======== Tekstfragment ========
ERNST-JAN PFAUTH: Ja, dat is te zien, ja. [Lacht] Je handen jeuken dan.

CEES HOLTKAMP: Ja, maar we gebruiken ook minimale middelen. Dus geen ingewikkelde keukenmachines. We willen alleen maar dat de mensen het ook gaan doen. En er wordt zoveel gecorrespondeerd. Foto’s erbij. Dus dat vinden wij.

ERNST-JAN PFAUTH: Dat past hartstikke goed bij deze podcast.

CEES HOLTKAMP: Dat is toch fantastisch?

ERNST-JAN PFAUTH: Ja, dat is fantastisch. Dat is ook waarom we deze podcast maken. Dat we delen hoe iemand ergens gekomen is.

CEES HOLTKAMP: Ja, toegankelijk. Dus met minimale middelen iets maken. Het aan de mensen laten zien. Met een oventje van niks. Met een handmixer, oké, als je op moet kloppen… Ja, dat is het. Een rolstokje van een bezemsteel. Dat degene die kijkt, maar niet het idee heeft van: ja, moet ik nou een rolstok op kogellagers kopen? Zo heb ik nooit gewerkt beneden, maar dat doe ik nu wel. Om, de missie is: gaan jullie het ook doen?

ERNST-JAN PFAUTH: Ja, nou, dat past perfect bij Jonge Jaren. Dus alles wat we voorbij horen komen in deze podcast, dat kunnen mensen zelf maken?

CEES HOLTKAMP: Ja.

ERNST-JAN PFAUTH: Laten we eens gaan graven in het verleden dan, want daar is deze podcast voor bedoeld. Want ik zat me zo af te vragen, ik neem van tevoren natuurlijk je levensloop door en ik luister wat interviews. En wat me dan opvalt is dat dus de oudste zoon uit een bakker geslacht in Schipluiden, dat ligt bij Delft, bedenkt dat hij dan eens naar de grote stad gaat om daar te gaan bakken. Ik vroeg me af, waar haalde je de verbeeldingskracht vandaan?
========
*Opgaven*:
1. Herhaal woordelijk het deel van het podcastfragment van "CEES HOLTKAMP: Dat" tot en met "het ook doen?".
2. Schrijf de records over vanaf het begin tot en met de regel met "(395, 393), (430, 436)" en verwissel daarbij "stone block" voor "granite block". Laat al het overige ongewijzigd.
======== Aangeleverde gegevens ========
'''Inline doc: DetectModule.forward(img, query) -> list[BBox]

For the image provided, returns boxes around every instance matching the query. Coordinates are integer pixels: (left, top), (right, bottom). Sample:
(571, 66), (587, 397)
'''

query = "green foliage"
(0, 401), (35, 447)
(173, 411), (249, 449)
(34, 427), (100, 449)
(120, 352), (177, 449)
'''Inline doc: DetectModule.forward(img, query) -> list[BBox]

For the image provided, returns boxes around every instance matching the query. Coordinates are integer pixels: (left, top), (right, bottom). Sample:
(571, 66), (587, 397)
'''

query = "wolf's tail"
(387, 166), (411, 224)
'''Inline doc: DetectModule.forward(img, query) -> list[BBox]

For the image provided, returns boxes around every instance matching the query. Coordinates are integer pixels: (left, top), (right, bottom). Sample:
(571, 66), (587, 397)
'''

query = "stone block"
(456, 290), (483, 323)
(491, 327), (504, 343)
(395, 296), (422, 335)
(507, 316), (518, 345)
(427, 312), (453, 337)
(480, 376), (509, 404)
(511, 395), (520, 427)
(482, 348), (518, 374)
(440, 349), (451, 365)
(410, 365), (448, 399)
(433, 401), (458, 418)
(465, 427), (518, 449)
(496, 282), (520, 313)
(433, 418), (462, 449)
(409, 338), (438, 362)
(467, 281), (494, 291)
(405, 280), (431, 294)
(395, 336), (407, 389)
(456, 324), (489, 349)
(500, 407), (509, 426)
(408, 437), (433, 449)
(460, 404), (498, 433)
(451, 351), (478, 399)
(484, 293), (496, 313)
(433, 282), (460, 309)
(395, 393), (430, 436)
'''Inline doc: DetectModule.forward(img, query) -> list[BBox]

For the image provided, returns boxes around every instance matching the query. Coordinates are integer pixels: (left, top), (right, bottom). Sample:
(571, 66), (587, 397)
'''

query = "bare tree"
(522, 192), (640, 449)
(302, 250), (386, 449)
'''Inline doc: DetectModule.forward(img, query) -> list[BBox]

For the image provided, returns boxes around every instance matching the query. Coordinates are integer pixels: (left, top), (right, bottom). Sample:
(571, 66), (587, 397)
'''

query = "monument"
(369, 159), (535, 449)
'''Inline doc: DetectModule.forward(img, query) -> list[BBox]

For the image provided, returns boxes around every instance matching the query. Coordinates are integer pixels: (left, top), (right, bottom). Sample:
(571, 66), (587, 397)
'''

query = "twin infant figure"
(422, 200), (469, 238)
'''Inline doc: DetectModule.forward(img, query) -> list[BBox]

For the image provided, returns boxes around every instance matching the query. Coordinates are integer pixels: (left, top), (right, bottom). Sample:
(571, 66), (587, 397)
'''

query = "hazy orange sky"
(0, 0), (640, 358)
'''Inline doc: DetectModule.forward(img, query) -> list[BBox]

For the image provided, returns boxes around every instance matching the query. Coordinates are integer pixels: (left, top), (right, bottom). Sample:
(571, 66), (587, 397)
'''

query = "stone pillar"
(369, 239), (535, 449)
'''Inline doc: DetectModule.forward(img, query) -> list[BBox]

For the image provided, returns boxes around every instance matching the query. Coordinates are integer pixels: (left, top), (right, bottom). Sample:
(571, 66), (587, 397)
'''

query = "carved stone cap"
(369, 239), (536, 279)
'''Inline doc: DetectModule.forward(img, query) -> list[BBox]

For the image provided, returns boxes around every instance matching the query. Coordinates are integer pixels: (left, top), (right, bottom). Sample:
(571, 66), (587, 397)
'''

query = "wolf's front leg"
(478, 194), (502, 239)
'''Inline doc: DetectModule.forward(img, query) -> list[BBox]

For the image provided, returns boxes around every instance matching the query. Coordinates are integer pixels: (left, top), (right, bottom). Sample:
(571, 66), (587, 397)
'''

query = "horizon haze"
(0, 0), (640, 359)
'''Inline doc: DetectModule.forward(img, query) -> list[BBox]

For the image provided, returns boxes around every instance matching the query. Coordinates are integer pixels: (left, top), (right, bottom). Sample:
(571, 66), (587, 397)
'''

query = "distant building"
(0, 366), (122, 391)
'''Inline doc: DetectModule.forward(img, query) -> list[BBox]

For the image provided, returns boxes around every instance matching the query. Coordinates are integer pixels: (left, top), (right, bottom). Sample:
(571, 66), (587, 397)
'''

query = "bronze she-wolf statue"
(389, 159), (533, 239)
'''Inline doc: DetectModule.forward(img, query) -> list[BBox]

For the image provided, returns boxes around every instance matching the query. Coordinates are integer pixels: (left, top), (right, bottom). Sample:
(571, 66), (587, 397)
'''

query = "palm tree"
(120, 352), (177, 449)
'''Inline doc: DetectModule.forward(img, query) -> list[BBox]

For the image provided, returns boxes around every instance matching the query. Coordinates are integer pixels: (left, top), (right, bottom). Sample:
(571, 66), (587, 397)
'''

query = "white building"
========
*Uitwerkingen*:
1.
CEES HOLTKAMP: Dat is toch fantastisch?

ERNST-JAN PFAUTH: Ja, dat is fantastisch. Dat is ook waarom we deze podcast maken. Dat we delen hoe iemand ergens gekomen is.

CEES HOLTKAMP: Ja, toegankelijk. Dus met minimale middelen iets maken. Het aan de mensen laten zien. Met een oventje van niks. Met een handmixer, oké, als je op moet kloppen… Ja, dat is het. Een rolstokje van een bezemsteel. Dat degene die kijkt, maar niet het idee heeft van: ja, moet ik nou een rolstok op kogellagers kopen? Zo heb ik nooit gewerkt beneden, maar dat doe ik nu wel. Om, de missie is: gaan jullie het ook doen?

2.
'''Inline doc: DetectModule.forward(img, query) -> list[BBox]

For the image provided, returns boxes around every instance matching the query. Coordinates are integer pixels: (left, top), (right, bottom). Sample:
(571, 66), (587, 397)
'''

query = "green foliage"
(0, 401), (35, 447)
(173, 411), (249, 449)
(34, 427), (100, 449)
(120, 352), (177, 449)
'''Inline doc: DetectModule.forward(img, query) -> list[BBox]

For the image provided, returns boxes around every instance matching the query. Coordinates are integer pixels: (left, top), (right, bottom). Sample:
(571, 66), (587, 397)
'''

query = "wolf's tail"
(387, 166), (411, 224)
'''Inline doc: DetectModule.forward(img, query) -> list[BBox]

For the image provided, returns boxes around every instance matching the query. Coordinates are integer pixels: (left, top), (right, bottom). Sample:
(571, 66), (587, 397)
'''

query = "granite block"
(456, 290), (483, 323)
(491, 327), (504, 343)
(395, 296), (422, 335)
(507, 316), (518, 345)
(427, 312), (453, 337)
(480, 376), (509, 404)
(511, 395), (520, 427)
(482, 348), (518, 374)
(440, 349), (451, 365)
(410, 365), (448, 399)
(433, 401), (458, 418)
(465, 427), (518, 449)
(496, 282), (520, 313)
(433, 418), (462, 449)
(409, 338), (438, 362)
(467, 281), (494, 291)
(405, 280), (431, 294)
(395, 336), (407, 389)
(456, 324), (489, 349)
(500, 407), (509, 426)
(408, 437), (433, 449)
(460, 404), (498, 433)
(451, 351), (478, 399)
(484, 293), (496, 313)
(433, 282), (460, 309)
(395, 393), (430, 436)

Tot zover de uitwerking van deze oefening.